------ TEXTO DE ORIGEN

Decían –y en estos tiempos también lo repiten- que los cursos más difíciles para un estudiante de secundaria son los que se empaquetan en el tercer año. El curso de química, quizá el más espinoso. Requería, de memoria para aprenderse los nombres de los elementos químicos y sus respectivas siglas y, luego de ello, aprenderse las fórmulas básicas para alcanzar los compuestos químicos elementales. Todo nos ponía en muy graves apuros. La sal de cocina, la soda caustica, el amoniaco, el ácido sulfúrico, el bicarbonato de sodio, el gas metano, el vinagre… se relacionaban con expresiones que iban más o menos de la siguiente forma: NaCl, NaOH7, H2SO4, NH3, CO2, CH3COOH, a la vez que era obligatorio conocer sus respectivos nombres científicos. No se diga nada de la clasificación: óxidos básicos, óxidos ácidos, hidruros, hidrácidos, hidróxidos, etc, etc, etc. El asunto iba así…

El profe, un hombre alto, de cabellos ondulados, con una cojera pronunciada debida quizá a la poliomielitis, sudaba con el calor y, probablemente, con el hacer frente a los jovenzuelos a los que tenía que evaluar esa tarde. “Ya, carajo. Dejen sus cosas al frente. Solo necesitan sus lapiceros y borradores y una hoja en que apuntar”, decía mientras recorría entre las filas mirando con atención por si alguno quiera pasar por listo dejando algún cuaderno, hojas o apuntes que pudieran servir para la copia… “Apúrense. ¿O acaso no tienen hambre? Apúrense. El que termina va saliendo!”. A la voz de irse, todo el mundo apuró el paso… No quedaron cuadernos, ni mochilas, ni maletines, nada que impidiera el inicio del examen.

------------

TAREAS POR HACER:
a – En el fragmento sobre el curso de química, ¿qué necesitaban los alumnos para el examen, según el profesor?
b – Transcribe con exactitud el pasaje del fragmento sobre el curso de química que empieza en "El profe, un" y sigue hasta "inicio del examen.".

------ FILAS DE DATOS

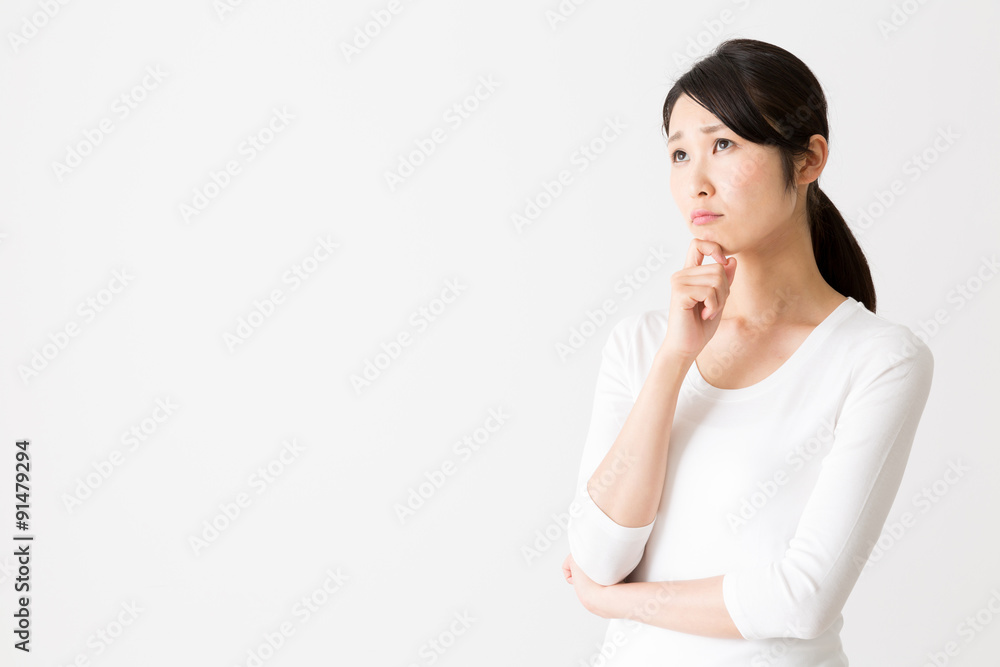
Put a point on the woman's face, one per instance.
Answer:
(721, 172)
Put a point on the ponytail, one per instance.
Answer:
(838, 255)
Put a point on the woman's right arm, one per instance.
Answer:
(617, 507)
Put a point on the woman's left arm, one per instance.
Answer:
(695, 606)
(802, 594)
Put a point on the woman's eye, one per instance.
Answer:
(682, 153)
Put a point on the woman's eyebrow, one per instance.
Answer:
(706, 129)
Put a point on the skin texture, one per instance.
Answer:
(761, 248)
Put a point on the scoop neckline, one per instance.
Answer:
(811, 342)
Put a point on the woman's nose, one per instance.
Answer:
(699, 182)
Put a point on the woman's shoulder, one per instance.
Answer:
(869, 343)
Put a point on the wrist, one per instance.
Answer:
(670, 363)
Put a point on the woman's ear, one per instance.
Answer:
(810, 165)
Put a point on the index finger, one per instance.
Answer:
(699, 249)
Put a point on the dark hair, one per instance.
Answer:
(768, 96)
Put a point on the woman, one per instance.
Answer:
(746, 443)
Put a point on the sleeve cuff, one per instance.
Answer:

------------

RESPUESTAS DEL EJERCICIO:
a – Sus lapiceros, sus borradores y una hoja en que apuntar.

b –
El profe, un hombre alto, de cabellos ondulados, con una cojera pronunciada debida quizá a la poliomielitis, sudaba con el calor y, probablemente, con el hacer frente a los jovenzuelos a los que tenía que evaluar esa tarde. “Ya, carajo. Dejen sus cosas al frente. Solo necesitan sus lapiceros y borradores y una hoja en que apuntar”, decía mientras recorría entre las filas mirando con atención por si alguno quiera pasar por listo dejando algún cuaderno, hojas o apuntes que pudieran servir para la copia… “Apúrense. ¿O acaso no tienen hambre? Apúrense. El que termina va saliendo!”. A la voz de irse, todo el mundo apuró el paso… No quedaron cuadernos, ni mochilas, ni maletines, nada que impidiera el inicio del examen.